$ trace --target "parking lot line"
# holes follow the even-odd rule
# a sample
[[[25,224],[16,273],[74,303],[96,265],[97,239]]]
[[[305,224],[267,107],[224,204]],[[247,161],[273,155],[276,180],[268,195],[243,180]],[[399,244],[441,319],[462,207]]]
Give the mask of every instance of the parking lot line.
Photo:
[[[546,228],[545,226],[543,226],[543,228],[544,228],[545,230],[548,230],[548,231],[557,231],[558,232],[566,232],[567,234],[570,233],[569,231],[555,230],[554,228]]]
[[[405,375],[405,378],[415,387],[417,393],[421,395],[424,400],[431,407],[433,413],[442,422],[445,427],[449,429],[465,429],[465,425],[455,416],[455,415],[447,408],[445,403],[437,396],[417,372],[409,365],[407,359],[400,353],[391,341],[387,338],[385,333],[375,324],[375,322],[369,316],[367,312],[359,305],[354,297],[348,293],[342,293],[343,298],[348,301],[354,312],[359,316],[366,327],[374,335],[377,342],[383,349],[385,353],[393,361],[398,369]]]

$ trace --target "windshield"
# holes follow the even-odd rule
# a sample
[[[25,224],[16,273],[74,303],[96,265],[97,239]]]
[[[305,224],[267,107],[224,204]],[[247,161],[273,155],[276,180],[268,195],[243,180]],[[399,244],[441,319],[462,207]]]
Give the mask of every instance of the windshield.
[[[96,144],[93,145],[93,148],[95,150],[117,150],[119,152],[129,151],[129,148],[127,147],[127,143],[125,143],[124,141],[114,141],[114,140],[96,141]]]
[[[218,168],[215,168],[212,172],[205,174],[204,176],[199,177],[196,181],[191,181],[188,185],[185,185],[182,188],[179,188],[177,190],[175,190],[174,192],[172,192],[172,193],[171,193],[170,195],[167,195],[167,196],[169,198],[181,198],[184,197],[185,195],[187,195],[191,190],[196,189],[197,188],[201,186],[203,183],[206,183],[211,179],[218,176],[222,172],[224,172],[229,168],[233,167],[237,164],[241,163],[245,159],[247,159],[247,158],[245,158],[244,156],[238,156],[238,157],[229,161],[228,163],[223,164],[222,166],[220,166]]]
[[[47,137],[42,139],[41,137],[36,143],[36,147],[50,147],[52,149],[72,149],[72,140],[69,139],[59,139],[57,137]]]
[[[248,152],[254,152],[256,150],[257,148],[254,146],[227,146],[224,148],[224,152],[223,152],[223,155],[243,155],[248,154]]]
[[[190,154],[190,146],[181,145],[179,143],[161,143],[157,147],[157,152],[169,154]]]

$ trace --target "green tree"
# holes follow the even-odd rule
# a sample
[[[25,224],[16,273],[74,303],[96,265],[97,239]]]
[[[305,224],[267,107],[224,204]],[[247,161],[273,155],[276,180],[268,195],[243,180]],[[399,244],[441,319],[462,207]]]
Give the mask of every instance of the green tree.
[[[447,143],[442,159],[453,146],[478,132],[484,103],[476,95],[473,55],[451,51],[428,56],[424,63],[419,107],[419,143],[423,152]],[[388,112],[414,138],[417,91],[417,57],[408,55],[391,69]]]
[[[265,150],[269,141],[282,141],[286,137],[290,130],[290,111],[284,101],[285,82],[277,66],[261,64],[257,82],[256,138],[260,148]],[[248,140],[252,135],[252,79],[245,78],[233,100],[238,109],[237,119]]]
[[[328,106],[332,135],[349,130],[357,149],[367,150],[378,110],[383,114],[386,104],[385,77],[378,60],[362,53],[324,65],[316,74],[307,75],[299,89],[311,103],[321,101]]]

======

Work required
How many lines in the rows above contain the string "Give"? Case counts, so match capital and lowercase letters exactly, and reply with the number only.

Task solution
3